Task.
Every record should be written out exactly, please.

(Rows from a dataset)
== == ==

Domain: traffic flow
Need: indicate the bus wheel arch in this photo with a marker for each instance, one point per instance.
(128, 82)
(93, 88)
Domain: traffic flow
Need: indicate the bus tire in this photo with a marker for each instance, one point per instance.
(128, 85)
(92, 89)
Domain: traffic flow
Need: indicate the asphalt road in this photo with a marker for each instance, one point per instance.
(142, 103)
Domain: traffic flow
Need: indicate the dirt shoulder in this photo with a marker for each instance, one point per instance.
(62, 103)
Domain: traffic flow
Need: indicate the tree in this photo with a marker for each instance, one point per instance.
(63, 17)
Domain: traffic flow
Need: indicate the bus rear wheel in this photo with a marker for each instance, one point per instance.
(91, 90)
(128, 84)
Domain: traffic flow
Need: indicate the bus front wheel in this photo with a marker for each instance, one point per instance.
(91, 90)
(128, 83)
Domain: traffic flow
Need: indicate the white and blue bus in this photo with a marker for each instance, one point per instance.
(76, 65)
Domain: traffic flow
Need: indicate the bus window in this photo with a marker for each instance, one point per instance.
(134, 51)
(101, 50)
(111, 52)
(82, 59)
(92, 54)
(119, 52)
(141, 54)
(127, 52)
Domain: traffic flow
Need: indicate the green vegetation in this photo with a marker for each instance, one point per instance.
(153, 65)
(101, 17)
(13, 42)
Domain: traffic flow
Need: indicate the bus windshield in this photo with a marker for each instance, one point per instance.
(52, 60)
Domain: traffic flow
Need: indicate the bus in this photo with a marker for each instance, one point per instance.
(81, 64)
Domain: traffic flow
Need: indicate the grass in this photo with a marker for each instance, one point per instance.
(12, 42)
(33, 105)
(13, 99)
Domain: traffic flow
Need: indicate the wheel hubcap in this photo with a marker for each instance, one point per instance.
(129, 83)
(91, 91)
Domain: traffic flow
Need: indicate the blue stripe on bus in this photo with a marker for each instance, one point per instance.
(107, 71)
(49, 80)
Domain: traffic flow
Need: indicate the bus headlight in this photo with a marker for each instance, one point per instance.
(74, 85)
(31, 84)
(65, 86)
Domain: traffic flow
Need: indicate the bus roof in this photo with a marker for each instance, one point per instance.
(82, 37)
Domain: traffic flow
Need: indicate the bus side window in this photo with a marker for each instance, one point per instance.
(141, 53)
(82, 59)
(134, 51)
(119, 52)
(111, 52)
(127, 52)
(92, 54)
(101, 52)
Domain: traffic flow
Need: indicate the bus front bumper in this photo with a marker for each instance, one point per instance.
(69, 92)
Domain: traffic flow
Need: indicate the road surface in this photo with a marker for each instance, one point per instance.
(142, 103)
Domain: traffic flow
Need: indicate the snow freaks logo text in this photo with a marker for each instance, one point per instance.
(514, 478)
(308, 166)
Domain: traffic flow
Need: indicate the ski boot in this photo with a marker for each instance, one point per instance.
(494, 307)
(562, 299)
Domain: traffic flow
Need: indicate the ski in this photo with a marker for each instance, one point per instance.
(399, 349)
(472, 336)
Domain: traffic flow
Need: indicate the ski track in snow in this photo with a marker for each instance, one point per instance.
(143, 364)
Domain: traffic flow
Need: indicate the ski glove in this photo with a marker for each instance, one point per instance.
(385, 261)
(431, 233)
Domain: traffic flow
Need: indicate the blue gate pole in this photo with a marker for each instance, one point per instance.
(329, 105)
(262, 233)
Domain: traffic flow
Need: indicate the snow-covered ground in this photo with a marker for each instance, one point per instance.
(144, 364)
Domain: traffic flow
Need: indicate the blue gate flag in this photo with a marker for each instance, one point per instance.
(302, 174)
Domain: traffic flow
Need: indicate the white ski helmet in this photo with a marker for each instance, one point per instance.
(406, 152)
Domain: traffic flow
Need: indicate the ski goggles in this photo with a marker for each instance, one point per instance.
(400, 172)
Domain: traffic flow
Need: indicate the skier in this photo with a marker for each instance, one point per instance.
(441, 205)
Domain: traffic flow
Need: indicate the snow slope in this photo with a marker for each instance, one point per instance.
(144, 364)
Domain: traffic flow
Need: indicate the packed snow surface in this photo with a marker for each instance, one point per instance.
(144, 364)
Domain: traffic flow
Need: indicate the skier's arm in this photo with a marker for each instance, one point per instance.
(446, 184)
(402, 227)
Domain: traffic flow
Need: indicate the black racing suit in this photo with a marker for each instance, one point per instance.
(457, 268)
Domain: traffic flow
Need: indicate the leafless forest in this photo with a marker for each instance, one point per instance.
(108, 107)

== == ==

Final answer.
Domain: traffic flow
Need: indicate the bus wheel arch in this photo with a marker for each instance, one point per instance.
(128, 82)
(93, 88)
Domain: traffic flow
Need: indicate the bus tire in this photo with a marker for each instance, one point per instance.
(128, 85)
(92, 89)
Domain: traffic flow
Need: indicate the asphalt road in this photo with a marker for each instance, one point per instance.
(142, 103)
Domain: traffic flow
Need: indicate the dirt shoulder in this photo with a marker for each instance, one point per instance.
(62, 103)
Domain: traffic flow
Need: indicate the tree in this photo with a marker for each instance, one point per instance.
(63, 17)
Domain: traffic flow
Need: indicate the bus rear wheel in this photo with a marker for each instance, one point per instance.
(91, 90)
(128, 84)
Domain: traffic flow
Need: indicate the bus front wheel in this photo with a marker for each instance, one point per instance.
(91, 90)
(128, 83)
Domain: traffic flow
Need: indicate the white and blue bus in this photo with a marker for each instance, one point per instance.
(76, 65)
Domain: traffic flow
Need: indicate the bus window in this photo with a marker for each instance, one point per instance.
(134, 51)
(101, 50)
(111, 52)
(82, 59)
(92, 54)
(119, 52)
(141, 54)
(127, 52)
Domain: traffic flow
Need: indicate the green vegetation in this photo with a marker for each instance, one point per instance.
(153, 65)
(101, 17)
(13, 42)
Domain: traffic flow
Need: indicate the bus windshield in this photo with a marker for each instance, one point per instance.
(52, 60)
Domain: traffic flow
Need: indicate the bus in this photo with a marker for each instance, one point per instance.
(81, 64)
Domain: traffic flow
Need: indicate the grass in this photo with a marker for each instance, one point per instance.
(12, 42)
(33, 105)
(13, 99)
Domain: traffic flow
Need: indicate the wheel hubcap in this photo with a marker for each instance, one point per instance.
(129, 83)
(91, 91)
Domain: traffic flow
Need: indicate the blue stripe on bus in this photo with a marker for each instance, one point per instance.
(107, 71)
(49, 80)
Domain: traffic flow
Need: indicate the bus headlight in this photo with a marker for each instance, one point per instance.
(74, 85)
(31, 84)
(65, 86)
Domain: traffic flow
Need: indicate the bus roof in this photo with a marker for each instance, one point per instance.
(82, 37)
Domain: traffic flow
Need: indicate the bus side window in this photo with a marker for each instance, one point per instance.
(141, 53)
(82, 59)
(134, 51)
(119, 52)
(111, 52)
(127, 52)
(92, 54)
(101, 52)
Domain: traffic flow
Need: indicate the bus front bumper in this photo with a marker for each instance, one point per instance.
(69, 92)
Domain: traffic flow
Need: indicate the road surface in this photo with a marker for each instance, one point per instance.
(142, 103)
Domain: traffic flow
Need: indicate the snow freaks logo text in this photo with a marker for each instance, one point per instance.
(514, 478)
(308, 166)
Domain: traffic flow
Need: indicate the ski boot in this photo with a marker for each instance, one point per instance.
(494, 307)
(562, 299)
Domain: traffic flow
Need: indicate the ski in this photo with a marker for each instance, one point per instance.
(399, 349)
(472, 336)
Domain: traffic flow
Need: indicate the ski track in snow in this photo with a marker for each instance, one point per instance.
(143, 364)
Domain: traffic flow
Need: indicate the ski glove in this photo with a marker for each instance, one point per instance.
(385, 261)
(431, 233)
Domain: traffic flow
Need: indicate the blue gate pole in this photo with a marker for each instance, one point per instance.
(329, 105)
(262, 233)
Domain: traffic flow
Need: indicate the snow-covered ground in this photo with a marker for each instance, one point per instance.
(144, 364)
Domain: traffic flow
Need: indicate the blue gate flag in this photo with a marker for each instance, one point per instance.
(302, 174)
Domain: traffic flow
Need: indicate the white ski helmet in this photo with a marker for each instance, one point per instance.
(406, 152)
Domain: traffic flow
Need: indicate the ski goggles in this photo with a marker for each instance, one point per instance.
(400, 172)
Domain: traffic flow
Need: indicate the skier in this photo with a marker for each instance, one point per instance.
(441, 205)
Domain: traffic flow
Need: indicate the snow slope in this photo with a marker for each instance, one point per instance.
(144, 364)
Domain: traffic flow
Need: indicate the packed snow surface in this photo with a marker for each instance, one point per instance.
(144, 364)
Domain: traffic flow
Need: indicate the skier's arm in this photo with a marker for each instance, one point per instance.
(446, 184)
(402, 227)
Domain: traffic flow
Need: indicate the black racing suit in this photo with a marker for each instance, one point per instance.
(457, 268)
Domain: traffic flow
Need: indicate the leafless forest in this photo with a marker for each instance, one point per instance.
(108, 107)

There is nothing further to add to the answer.